§ Record extracts:

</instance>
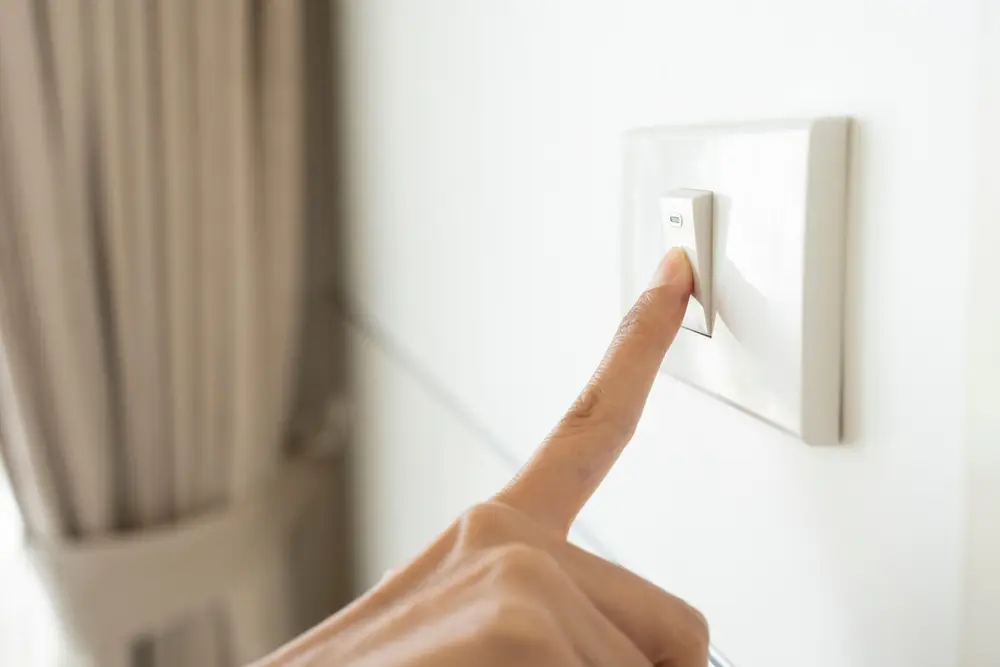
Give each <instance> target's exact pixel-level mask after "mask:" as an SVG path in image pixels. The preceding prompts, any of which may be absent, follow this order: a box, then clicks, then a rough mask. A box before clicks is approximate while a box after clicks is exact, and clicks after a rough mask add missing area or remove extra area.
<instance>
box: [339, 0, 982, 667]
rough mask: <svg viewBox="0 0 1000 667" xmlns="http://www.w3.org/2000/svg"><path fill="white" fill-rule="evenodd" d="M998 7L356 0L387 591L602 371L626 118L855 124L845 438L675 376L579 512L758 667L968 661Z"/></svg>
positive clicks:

==

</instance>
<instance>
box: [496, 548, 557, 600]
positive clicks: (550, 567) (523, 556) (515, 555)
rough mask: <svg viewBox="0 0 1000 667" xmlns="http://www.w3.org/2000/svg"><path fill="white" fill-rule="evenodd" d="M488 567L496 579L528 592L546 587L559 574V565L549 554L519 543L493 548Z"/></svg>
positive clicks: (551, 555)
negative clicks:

§ Assignment:
Only lines holding "positive" are wanted; copy all of them from the listing.

§ Reply to the task:
positive clicks:
positive clicks: (550, 567) (523, 556) (515, 555)
positive clicks: (551, 555)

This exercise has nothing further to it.